Pick out and copy every line of the material below that contains the string "block". Case counts when matching.

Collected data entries
++++++++++

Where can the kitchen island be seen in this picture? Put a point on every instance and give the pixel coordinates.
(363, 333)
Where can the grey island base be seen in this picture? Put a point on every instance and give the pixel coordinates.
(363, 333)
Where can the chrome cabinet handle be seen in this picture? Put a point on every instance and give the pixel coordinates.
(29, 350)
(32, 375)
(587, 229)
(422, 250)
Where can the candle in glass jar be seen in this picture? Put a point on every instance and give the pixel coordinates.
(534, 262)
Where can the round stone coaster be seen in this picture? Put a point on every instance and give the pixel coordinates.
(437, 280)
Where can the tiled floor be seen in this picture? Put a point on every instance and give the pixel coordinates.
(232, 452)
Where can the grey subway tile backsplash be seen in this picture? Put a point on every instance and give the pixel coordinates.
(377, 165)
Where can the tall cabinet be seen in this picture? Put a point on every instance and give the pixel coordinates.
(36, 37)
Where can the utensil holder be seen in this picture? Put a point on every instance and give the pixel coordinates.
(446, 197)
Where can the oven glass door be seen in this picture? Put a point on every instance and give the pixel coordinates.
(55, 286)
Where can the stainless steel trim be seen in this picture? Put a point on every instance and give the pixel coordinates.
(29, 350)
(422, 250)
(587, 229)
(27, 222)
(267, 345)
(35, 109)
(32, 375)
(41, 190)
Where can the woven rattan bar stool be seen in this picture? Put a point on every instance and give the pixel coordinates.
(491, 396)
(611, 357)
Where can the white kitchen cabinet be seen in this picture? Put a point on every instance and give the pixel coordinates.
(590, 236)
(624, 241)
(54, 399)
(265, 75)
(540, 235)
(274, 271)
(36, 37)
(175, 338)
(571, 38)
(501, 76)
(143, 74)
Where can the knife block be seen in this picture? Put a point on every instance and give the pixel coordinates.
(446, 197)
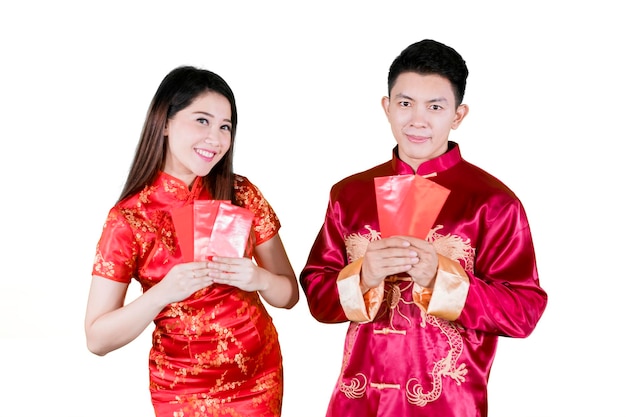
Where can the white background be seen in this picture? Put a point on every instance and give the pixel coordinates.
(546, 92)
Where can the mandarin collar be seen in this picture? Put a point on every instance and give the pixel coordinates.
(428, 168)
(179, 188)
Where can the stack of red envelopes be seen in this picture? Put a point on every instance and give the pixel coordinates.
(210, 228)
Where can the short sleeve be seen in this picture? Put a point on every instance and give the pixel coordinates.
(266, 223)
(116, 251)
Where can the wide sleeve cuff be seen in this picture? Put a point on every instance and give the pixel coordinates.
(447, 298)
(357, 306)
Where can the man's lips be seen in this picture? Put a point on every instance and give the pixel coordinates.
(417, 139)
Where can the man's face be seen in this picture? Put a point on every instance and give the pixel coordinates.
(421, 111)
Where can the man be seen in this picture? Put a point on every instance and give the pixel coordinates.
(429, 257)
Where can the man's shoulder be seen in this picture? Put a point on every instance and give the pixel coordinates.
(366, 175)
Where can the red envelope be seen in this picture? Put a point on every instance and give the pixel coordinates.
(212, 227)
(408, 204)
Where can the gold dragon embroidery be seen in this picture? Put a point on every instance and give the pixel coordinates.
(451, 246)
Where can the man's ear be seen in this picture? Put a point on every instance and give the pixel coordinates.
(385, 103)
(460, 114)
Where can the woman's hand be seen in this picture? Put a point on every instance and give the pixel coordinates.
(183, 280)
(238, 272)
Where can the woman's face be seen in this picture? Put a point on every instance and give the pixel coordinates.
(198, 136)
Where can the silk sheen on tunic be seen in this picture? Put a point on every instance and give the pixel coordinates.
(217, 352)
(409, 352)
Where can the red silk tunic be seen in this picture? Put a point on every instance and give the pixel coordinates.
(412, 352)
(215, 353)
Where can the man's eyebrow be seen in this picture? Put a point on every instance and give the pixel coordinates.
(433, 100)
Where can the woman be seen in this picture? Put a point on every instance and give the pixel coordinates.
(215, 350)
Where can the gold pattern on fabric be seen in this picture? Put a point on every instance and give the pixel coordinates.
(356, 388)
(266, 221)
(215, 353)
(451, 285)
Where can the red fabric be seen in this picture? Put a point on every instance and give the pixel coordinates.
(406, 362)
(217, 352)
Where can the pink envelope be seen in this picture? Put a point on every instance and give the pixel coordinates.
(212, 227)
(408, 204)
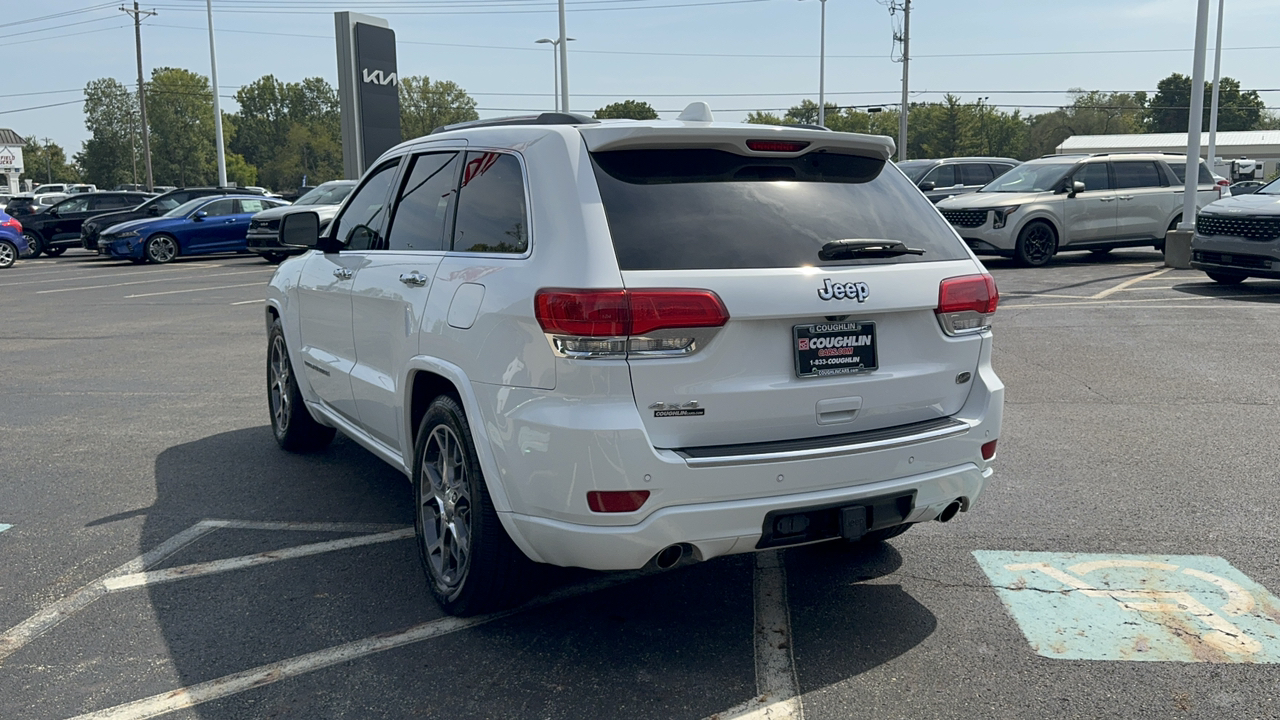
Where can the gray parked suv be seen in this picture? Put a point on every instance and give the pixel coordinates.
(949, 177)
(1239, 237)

++++++++++

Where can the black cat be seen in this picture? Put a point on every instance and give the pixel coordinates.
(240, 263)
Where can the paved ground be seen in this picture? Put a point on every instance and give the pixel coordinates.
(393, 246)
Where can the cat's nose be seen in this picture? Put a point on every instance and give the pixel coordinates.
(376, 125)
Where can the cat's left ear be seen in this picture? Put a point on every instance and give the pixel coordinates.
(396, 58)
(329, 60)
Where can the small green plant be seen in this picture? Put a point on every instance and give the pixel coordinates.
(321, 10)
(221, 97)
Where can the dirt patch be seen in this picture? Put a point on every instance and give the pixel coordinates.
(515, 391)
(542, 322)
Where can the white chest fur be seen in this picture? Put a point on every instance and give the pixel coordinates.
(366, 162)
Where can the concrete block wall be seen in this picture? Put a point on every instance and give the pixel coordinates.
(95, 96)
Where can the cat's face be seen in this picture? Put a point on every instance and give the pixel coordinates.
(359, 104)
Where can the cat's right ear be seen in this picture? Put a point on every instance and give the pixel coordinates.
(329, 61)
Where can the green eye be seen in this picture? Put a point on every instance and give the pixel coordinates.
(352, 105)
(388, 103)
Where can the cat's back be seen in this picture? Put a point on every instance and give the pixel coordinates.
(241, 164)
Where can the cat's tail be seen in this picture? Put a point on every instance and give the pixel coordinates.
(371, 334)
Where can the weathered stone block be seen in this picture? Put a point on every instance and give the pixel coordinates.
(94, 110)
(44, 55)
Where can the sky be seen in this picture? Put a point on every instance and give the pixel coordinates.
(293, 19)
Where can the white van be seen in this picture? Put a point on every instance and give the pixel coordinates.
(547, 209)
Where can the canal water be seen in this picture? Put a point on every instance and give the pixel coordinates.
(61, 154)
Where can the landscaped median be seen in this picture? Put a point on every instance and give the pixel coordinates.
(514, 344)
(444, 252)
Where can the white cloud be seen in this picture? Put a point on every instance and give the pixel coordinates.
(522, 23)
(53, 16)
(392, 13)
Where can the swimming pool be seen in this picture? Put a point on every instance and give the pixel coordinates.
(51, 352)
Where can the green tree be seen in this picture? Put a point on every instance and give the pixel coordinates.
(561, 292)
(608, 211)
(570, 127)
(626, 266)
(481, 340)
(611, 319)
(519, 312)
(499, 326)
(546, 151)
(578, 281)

++++++++++

▶ **Response**
Where can the knife block be seen in this picture? Put a point on every instance and give the pixel coordinates.
Where can the concrete block wall be seen in this picture? Put a point on every instance and give the pixel coordinates.
Where can the weathered stone block be seen in this picture? Put a point on every instance and give the pixel coordinates.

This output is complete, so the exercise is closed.